• _Text provided_
Dandelion Tops and Roots Separately

Dandelion Tops Dandelion tops are best harvested by briskly cutting the entire aerial plant off, about 1/2" down onto the crown of the root with a good sturdy ground knife or wide-mouthed anvil pruners, shaking off any dirt, plucking out all of the dead or damaged leaves and spent floral stems, and quickly hanging each individual plant up to dry at 80-90°F until crispy dry. These whole plants are good food and medicine.

Dandelion Roots If I am digging dandelion roots during the active growing season, I will have some greens for every root harvested; these are set aside and treated as above. Dandelion roots dug in the autumn have different though also many of the same medicinal properties, than dandelion roots dug in the spring. Late spring and summer roots can be rather puny and shriveled. I prefer plump sweet roots dug in the autumn and early winter. Scorpio and Pisces are the favorite time frames for me. I like digging on a cool cloudy or lightly raining day so the soil does not dry onto the roots while waiting to be washed away. Most dandelions grow in full sun and suitable shade may be quite distal. Before drying, the roots are pressure-washed with pure water coarsely in a pile and then finely individually by hand and allowed to drain for up to an hour on screens. Roots thicker than an inch in diameter are cut in half longitudinally before being placed on the drying racks. Otherwise, dandelion roots are dried whole without cutting at 80-100oF inside until crispy hard-crack dry, and then placed in airtight, opaque containers.

[Stored data entries]
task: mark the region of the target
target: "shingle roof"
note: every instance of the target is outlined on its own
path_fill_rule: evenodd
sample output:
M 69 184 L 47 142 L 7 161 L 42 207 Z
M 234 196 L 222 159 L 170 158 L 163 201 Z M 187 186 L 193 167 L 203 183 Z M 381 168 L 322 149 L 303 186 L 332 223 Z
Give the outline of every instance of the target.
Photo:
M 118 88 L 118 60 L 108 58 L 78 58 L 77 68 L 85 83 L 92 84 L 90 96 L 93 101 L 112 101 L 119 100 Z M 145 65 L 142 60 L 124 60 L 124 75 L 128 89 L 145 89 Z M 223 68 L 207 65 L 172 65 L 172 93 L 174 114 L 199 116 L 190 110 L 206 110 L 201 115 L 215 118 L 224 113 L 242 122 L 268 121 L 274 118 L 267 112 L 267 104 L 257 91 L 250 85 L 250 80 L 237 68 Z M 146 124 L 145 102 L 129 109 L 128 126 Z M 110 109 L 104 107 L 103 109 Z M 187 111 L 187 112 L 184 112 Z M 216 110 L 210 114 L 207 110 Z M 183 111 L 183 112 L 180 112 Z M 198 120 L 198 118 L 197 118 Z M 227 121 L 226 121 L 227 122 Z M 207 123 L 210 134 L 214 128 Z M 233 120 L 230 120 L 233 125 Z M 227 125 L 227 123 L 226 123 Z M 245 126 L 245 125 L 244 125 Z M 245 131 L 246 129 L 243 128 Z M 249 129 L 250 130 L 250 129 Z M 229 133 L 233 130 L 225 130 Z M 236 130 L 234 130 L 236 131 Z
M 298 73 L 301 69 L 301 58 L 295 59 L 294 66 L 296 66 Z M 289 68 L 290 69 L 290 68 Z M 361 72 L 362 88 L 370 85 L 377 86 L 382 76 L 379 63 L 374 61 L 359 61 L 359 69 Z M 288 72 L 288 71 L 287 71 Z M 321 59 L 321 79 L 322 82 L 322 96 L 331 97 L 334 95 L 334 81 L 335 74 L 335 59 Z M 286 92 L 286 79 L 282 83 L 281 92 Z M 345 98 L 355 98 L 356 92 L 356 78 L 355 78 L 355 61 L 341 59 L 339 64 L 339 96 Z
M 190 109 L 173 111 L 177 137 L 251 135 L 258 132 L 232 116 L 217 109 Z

• _Work request A_
Answer these questions about the dandelion harvesting text:
(i) At what temperature are dandelion tops hung to dry?
(ii) What kind of day does the writer prefer for digging dandelion roots?
(iii) Roots thicker than what size are cut in half before drying?
• _Work request B_
Reproduce word for word the part of the dandelion harvesting text starting at "Dandelion Tops Dandelion" and ending at "food and medicine.".

• _Task response A_
(i) 80-90°F
(ii) A cool cloudy or lightly raining day
(iii) An inch in diameter

• _Task response B_
Dandelion Tops Dandelion tops are best harvested by briskly cutting the entire aerial plant off, about 1/2" down onto the crown of the root with a good sturdy ground knife or wide-mouthed anvil pruners, shaking off any dirt, plucking out all of the dead or damaged leaves and spent floral stems, and quickly hanging each individual plant up to dry at 80-90°F until crispy dry. These whole plants are good food and medicine.